:: Goal of the exercise ::
I would like each line of the data that holds the word "find" copied out.

⁂

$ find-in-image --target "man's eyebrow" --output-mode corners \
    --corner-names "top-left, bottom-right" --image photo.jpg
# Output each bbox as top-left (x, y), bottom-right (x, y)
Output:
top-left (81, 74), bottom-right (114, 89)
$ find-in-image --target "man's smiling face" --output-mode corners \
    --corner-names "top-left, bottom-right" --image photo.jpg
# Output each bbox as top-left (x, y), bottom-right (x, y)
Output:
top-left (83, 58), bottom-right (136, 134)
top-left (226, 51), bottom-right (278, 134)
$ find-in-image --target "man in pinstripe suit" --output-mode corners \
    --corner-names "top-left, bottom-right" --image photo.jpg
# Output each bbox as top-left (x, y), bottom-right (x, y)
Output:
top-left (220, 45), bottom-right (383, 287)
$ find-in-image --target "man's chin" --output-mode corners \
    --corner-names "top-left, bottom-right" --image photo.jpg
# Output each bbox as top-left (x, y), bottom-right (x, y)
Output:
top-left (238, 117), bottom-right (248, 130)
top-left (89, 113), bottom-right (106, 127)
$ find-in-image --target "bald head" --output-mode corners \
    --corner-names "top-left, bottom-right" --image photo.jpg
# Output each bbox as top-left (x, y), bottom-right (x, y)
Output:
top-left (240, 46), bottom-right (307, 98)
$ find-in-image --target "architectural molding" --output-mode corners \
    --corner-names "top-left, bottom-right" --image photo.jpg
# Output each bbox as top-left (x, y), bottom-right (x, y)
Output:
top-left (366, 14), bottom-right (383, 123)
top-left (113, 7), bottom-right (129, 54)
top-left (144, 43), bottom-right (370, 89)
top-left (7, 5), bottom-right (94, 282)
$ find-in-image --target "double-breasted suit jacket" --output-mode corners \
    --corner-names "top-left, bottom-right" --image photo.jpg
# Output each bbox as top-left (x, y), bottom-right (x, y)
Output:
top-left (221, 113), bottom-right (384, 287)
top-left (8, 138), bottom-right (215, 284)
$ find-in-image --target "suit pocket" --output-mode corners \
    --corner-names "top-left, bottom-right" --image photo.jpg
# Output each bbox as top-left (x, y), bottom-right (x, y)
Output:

⁂

:: Response to the task ::
$ find-in-image --target "man's eyebrow" --output-mode corners \
$ find-in-image --target "man's smiling face" --output-mode corners \
$ find-in-image --target "man in pinstripe suit" --output-mode corners \
$ find-in-image --target "man's chin" --output-mode corners \
$ find-in-image --target "bald head" --output-mode corners \
$ find-in-image --target "architectural molding" --output-mode corners \
$ find-in-image --target "double-breasted suit jacket" --output-mode corners \
$ find-in-image --target "suit pocket" --output-mode corners \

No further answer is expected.